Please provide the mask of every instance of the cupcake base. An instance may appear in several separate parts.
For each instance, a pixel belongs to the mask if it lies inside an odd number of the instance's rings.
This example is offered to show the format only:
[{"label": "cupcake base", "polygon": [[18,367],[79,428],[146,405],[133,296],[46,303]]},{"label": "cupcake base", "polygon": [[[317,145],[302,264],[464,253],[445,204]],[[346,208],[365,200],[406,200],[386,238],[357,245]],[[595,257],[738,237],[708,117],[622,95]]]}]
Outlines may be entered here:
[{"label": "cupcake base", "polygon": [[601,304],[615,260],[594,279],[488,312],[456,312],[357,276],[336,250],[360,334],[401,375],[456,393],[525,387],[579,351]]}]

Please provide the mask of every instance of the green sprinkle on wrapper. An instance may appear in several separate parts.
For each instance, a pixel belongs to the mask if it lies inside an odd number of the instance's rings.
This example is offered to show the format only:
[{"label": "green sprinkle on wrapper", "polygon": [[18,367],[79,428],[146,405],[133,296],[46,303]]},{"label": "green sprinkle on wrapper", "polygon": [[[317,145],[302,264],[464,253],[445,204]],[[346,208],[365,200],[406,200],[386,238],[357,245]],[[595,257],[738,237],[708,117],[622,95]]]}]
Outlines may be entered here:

■ WRITTEN REQUEST ■
Give back all the data exactly as written.

■ REPLY TO THE EXERCISE ■
Please provide the mask of every instance of the cupcake base. An instance may appear in several separate parts.
For each instance, a pixel belongs to the mask if it lies inside an odd number of the instance's rings.
This example is offered to show the format only:
[{"label": "cupcake base", "polygon": [[18,367],[79,428],[146,405],[133,296],[46,303]]},{"label": "cupcake base", "polygon": [[[317,145],[302,264],[464,253],[445,204]],[[346,208],[365,200],[406,200],[386,238],[357,245]],[[595,257],[738,237],[708,117],[622,95]]]}]
Outlines may be entered here:
[{"label": "cupcake base", "polygon": [[601,304],[615,260],[594,279],[488,312],[456,312],[357,276],[336,250],[360,334],[401,375],[456,393],[525,387],[579,351]]}]

Please provide the mask of every instance of the green sprinkle on wrapper. An instance may appear in several separate parts.
For each instance, a pixel belongs to the mask if it lies inside an odd number of the instance's rings.
This example is offered to show the format only:
[{"label": "green sprinkle on wrapper", "polygon": [[18,367],[79,428],[146,405],[133,296],[46,303]]},{"label": "green sprinkle on wrapper", "polygon": [[[317,145],[302,264],[464,253],[445,204]],[[346,208],[365,200],[406,200],[386,238],[357,245]],[[595,257],[738,237],[708,117],[622,95]]]}]
Outlines may be entered here:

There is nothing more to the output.